_Data extract_
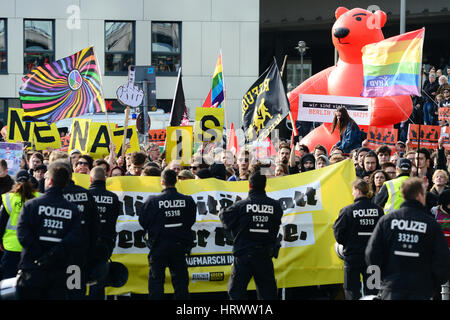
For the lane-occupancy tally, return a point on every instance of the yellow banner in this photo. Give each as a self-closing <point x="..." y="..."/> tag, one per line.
<point x="132" y="138"/>
<point x="79" y="134"/>
<point x="311" y="202"/>
<point x="179" y="144"/>
<point x="46" y="136"/>
<point x="41" y="134"/>
<point x="208" y="124"/>
<point x="93" y="138"/>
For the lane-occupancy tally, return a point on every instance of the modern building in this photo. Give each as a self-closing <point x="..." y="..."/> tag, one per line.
<point x="165" y="34"/>
<point x="190" y="34"/>
<point x="283" y="23"/>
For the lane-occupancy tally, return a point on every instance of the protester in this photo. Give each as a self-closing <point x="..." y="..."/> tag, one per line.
<point x="185" y="175"/>
<point x="137" y="162"/>
<point x="6" y="182"/>
<point x="440" y="182"/>
<point x="390" y="197"/>
<point x="151" y="171"/>
<point x="117" y="172"/>
<point x="83" y="164"/>
<point x="322" y="161"/>
<point x="350" y="134"/>
<point x="376" y="180"/>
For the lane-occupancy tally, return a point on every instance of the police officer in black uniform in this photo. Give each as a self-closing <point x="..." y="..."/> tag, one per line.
<point x="352" y="229"/>
<point x="167" y="220"/>
<point x="254" y="224"/>
<point x="84" y="255"/>
<point x="410" y="248"/>
<point x="109" y="208"/>
<point x="49" y="227"/>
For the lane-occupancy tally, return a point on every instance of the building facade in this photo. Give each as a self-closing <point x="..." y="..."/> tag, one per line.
<point x="165" y="34"/>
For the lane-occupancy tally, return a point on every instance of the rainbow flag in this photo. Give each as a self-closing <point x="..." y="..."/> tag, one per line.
<point x="392" y="66"/>
<point x="217" y="93"/>
<point x="65" y="88"/>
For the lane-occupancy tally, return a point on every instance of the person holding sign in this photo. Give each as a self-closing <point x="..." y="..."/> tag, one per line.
<point x="167" y="220"/>
<point x="348" y="130"/>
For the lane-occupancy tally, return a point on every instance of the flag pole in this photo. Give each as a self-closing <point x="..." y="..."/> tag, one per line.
<point x="294" y="128"/>
<point x="103" y="97"/>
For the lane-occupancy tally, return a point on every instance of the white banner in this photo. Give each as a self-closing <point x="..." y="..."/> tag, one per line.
<point x="321" y="108"/>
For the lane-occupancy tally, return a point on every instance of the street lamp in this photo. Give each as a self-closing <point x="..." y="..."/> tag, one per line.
<point x="301" y="47"/>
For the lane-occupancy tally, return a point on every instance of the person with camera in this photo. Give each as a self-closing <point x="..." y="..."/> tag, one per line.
<point x="167" y="220"/>
<point x="352" y="230"/>
<point x="49" y="227"/>
<point x="254" y="224"/>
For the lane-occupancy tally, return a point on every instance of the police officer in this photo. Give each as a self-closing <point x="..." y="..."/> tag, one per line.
<point x="109" y="208"/>
<point x="12" y="203"/>
<point x="254" y="224"/>
<point x="48" y="228"/>
<point x="352" y="229"/>
<point x="84" y="255"/>
<point x="167" y="220"/>
<point x="410" y="248"/>
<point x="390" y="197"/>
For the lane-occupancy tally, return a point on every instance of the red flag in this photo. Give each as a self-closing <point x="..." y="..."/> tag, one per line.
<point x="233" y="145"/>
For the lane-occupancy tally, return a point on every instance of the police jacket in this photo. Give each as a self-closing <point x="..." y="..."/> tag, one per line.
<point x="410" y="248"/>
<point x="90" y="221"/>
<point x="169" y="217"/>
<point x="252" y="222"/>
<point x="355" y="225"/>
<point x="109" y="208"/>
<point x="48" y="224"/>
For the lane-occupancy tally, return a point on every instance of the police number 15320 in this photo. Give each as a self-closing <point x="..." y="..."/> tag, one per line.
<point x="260" y="218"/>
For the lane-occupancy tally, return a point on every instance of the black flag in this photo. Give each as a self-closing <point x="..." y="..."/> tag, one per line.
<point x="264" y="105"/>
<point x="179" y="114"/>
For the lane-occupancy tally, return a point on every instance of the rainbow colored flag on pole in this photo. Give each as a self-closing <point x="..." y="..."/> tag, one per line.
<point x="393" y="66"/>
<point x="217" y="93"/>
<point x="62" y="89"/>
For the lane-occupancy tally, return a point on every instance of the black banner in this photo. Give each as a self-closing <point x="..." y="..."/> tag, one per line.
<point x="264" y="105"/>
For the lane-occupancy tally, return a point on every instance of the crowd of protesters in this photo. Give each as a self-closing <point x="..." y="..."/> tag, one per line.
<point x="375" y="166"/>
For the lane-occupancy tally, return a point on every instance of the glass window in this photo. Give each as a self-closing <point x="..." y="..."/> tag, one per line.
<point x="39" y="43"/>
<point x="119" y="47"/>
<point x="166" y="47"/>
<point x="3" y="52"/>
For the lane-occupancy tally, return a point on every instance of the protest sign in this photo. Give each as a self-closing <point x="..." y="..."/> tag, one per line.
<point x="208" y="124"/>
<point x="12" y="154"/>
<point x="429" y="136"/>
<point x="179" y="144"/>
<point x="321" y="108"/>
<point x="377" y="137"/>
<point x="311" y="202"/>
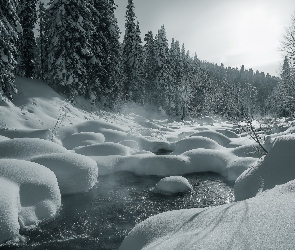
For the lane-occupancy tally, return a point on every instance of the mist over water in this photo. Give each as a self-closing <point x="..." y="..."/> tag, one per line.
<point x="101" y="218"/>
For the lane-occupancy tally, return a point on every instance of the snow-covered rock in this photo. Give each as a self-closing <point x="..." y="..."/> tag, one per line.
<point x="45" y="134"/>
<point x="193" y="143"/>
<point x="9" y="208"/>
<point x="104" y="149"/>
<point x="25" y="148"/>
<point x="215" y="136"/>
<point x="82" y="139"/>
<point x="172" y="185"/>
<point x="74" y="172"/>
<point x="263" y="222"/>
<point x="274" y="169"/>
<point x="39" y="194"/>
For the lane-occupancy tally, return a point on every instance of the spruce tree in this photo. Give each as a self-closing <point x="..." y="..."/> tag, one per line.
<point x="132" y="56"/>
<point x="28" y="16"/>
<point x="10" y="29"/>
<point x="67" y="46"/>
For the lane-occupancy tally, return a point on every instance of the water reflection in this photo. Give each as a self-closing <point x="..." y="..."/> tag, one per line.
<point x="102" y="217"/>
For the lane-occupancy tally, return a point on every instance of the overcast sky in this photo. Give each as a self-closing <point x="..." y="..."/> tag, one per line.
<point x="233" y="32"/>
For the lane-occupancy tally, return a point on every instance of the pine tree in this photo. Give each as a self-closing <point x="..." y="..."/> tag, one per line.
<point x="132" y="55"/>
<point x="28" y="16"/>
<point x="10" y="29"/>
<point x="67" y="41"/>
<point x="105" y="64"/>
<point x="150" y="66"/>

_Do this_
Set down the records in full and exactly. Do not carry over any image.

_Answer to this exercise_
For the lane-occupancy tally, return a point on every instance of the yellow banner in this photo. Give each as a self-closing <point x="..." y="..."/> tag, one per line.
<point x="132" y="138"/>
<point x="79" y="134"/>
<point x="311" y="202"/>
<point x="179" y="144"/>
<point x="46" y="136"/>
<point x="41" y="134"/>
<point x="208" y="124"/>
<point x="93" y="138"/>
For the lane-occupancy tally, return a point on every instance of the modern building in this photo. Give each as a self-closing <point x="..." y="..."/> tag, one per line.
<point x="165" y="34"/>
<point x="190" y="34"/>
<point x="283" y="23"/>
For the lane-occupancy tally, return a point on every instance of the protester in this photo. Give each as a self-closing <point x="..." y="..."/> tag, one per line.
<point x="185" y="175"/>
<point x="137" y="162"/>
<point x="6" y="182"/>
<point x="440" y="182"/>
<point x="390" y="197"/>
<point x="151" y="171"/>
<point x="117" y="172"/>
<point x="83" y="164"/>
<point x="322" y="161"/>
<point x="350" y="134"/>
<point x="376" y="180"/>
For the lane-occupancy tally, return a point on every instance of the police officer in black uniform in this photo. Give each as a self-closing <point x="..." y="..."/> tag, one per line.
<point x="352" y="229"/>
<point x="167" y="220"/>
<point x="254" y="224"/>
<point x="84" y="255"/>
<point x="410" y="248"/>
<point x="109" y="208"/>
<point x="49" y="227"/>
For the lane-occupancy tally, return a point on every instance of the building facade in this photo. Give each as a self-closing <point x="..." y="..."/> tag, one per line.
<point x="165" y="34"/>
For the lane-occupancy tally, return a point on every instance of the rainbow flag in this photo. Give each as a self-closing <point x="..." y="..."/> tag, one per line.
<point x="392" y="66"/>
<point x="217" y="93"/>
<point x="65" y="88"/>
For the lane-occupancy tally, return a point on every instance of the person holding sign in this photo. Give each as a self-closing <point x="..." y="..."/> tag, one per line.
<point x="167" y="220"/>
<point x="348" y="130"/>
For the lane-occupancy tally, return a point on every instance of the flag pole in this photo. Give each as a self-closing <point x="..." y="..."/> tag, one per line.
<point x="294" y="128"/>
<point x="103" y="97"/>
For the lane-occupancy tally, return a point on every instance of the white banner in this photo. Give each as a self-closing <point x="..." y="..."/> tag, one per line.
<point x="321" y="108"/>
For the lane-occupancy tally, return a point on every instance of the street lamp in this photo. Give each as a self-closing <point x="..." y="..."/> tag, one per line.
<point x="301" y="47"/>
For the lane-occupancy tally, return a point on every instance of the person with camera in this photo. Give each as a self-closing <point x="..." y="..."/> tag, one per line.
<point x="167" y="220"/>
<point x="352" y="230"/>
<point x="49" y="227"/>
<point x="254" y="224"/>
For the lane-occupancy tally, return a point on every instance of the police officer in this photo. Give each as a self-closing <point x="..." y="..."/> tag, one per line.
<point x="109" y="208"/>
<point x="12" y="203"/>
<point x="254" y="224"/>
<point x="48" y="228"/>
<point x="352" y="229"/>
<point x="84" y="255"/>
<point x="167" y="220"/>
<point x="410" y="248"/>
<point x="390" y="197"/>
For the lane-occupancy tally, return a point on every instance of the red flag in this photo. Give each as a self-closing <point x="..." y="..."/> tag, one per line.
<point x="233" y="145"/>
For the lane-occupancy tally, return a point on every instance of the police jacket in this photo. Give each as a self-closing <point x="..." y="..."/> tag, one per line.
<point x="410" y="248"/>
<point x="90" y="221"/>
<point x="169" y="217"/>
<point x="252" y="222"/>
<point x="355" y="225"/>
<point x="109" y="208"/>
<point x="48" y="224"/>
For the lane-occupancy tally, return a point on every instance of the police number 15320 in this photo. Give each as a self-closing <point x="..." y="..."/> tag, one per line.
<point x="260" y="218"/>
For the lane-occupancy tally, return a point on every instance of the black flag in this photo. Give each as a self-closing <point x="..." y="..."/> tag, one per line.
<point x="264" y="105"/>
<point x="179" y="114"/>
For the lane-occupancy tally, return a point on every instance of the rainbow colored flag on pole in this photo. Give each as a self-closing <point x="..." y="..."/> tag, one per line.
<point x="393" y="66"/>
<point x="217" y="93"/>
<point x="62" y="89"/>
For the lane-occupancy tally, return a point on every instance of the black banner in this photo. Give each as a self-closing <point x="..." y="..."/> tag, one per line.
<point x="264" y="105"/>
For the lane-occupancy tally, return a point on every instance of the crowd of protesters in this photo. Give each as a self-closing <point x="..." y="..."/> tag, one per line.
<point x="375" y="166"/>
For the lane-occupancy tally, return a point on every instance of the glass window in this photo. Give each as a self-closing <point x="..." y="..."/> tag, one per line.
<point x="39" y="43"/>
<point x="119" y="47"/>
<point x="166" y="47"/>
<point x="3" y="52"/>
For the lane-occupancy tally, return a point on every instance of the protest sign in this photo. Give each as a self-closing <point x="..." y="..."/> tag, one per line.
<point x="208" y="124"/>
<point x="12" y="154"/>
<point x="429" y="136"/>
<point x="179" y="144"/>
<point x="321" y="108"/>
<point x="377" y="137"/>
<point x="311" y="202"/>
For the lane-occupancy tally, return a point on every instance of the mist over water in this photo. Give each as a self-closing <point x="..." y="..."/> tag, one per line.
<point x="101" y="218"/>
For the lane-occupancy tally, return a point on every instance of the snow-covered rock in this photo. Give each as a self-closing <point x="..." y="..."/> tag, one per line.
<point x="45" y="134"/>
<point x="193" y="143"/>
<point x="9" y="208"/>
<point x="104" y="149"/>
<point x="25" y="148"/>
<point x="215" y="136"/>
<point x="82" y="139"/>
<point x="172" y="185"/>
<point x="74" y="172"/>
<point x="263" y="222"/>
<point x="274" y="169"/>
<point x="39" y="194"/>
For the lane-occupancy tally, return a point on every instance of the spruce tree in this photo. Give each as a self-closing <point x="..." y="..."/> tag, one per line.
<point x="132" y="56"/>
<point x="28" y="16"/>
<point x="10" y="29"/>
<point x="67" y="46"/>
For the lane-occupancy tally, return a point on every instance of the water reflection in this photo. Give each as a self-closing <point x="..." y="..."/> tag, one per line.
<point x="102" y="217"/>
For the lane-occupancy tally, return a point on every instance of the overcast sky in this photo. Give each as a self-closing <point x="..." y="..."/> tag, one per line.
<point x="233" y="32"/>
For the lane-occupancy tally, return a point on every instance of the pine tree in this photo. Give each as a self-closing <point x="..." y="..."/> tag, one per line.
<point x="132" y="55"/>
<point x="28" y="16"/>
<point x="10" y="29"/>
<point x="67" y="41"/>
<point x="105" y="64"/>
<point x="150" y="66"/>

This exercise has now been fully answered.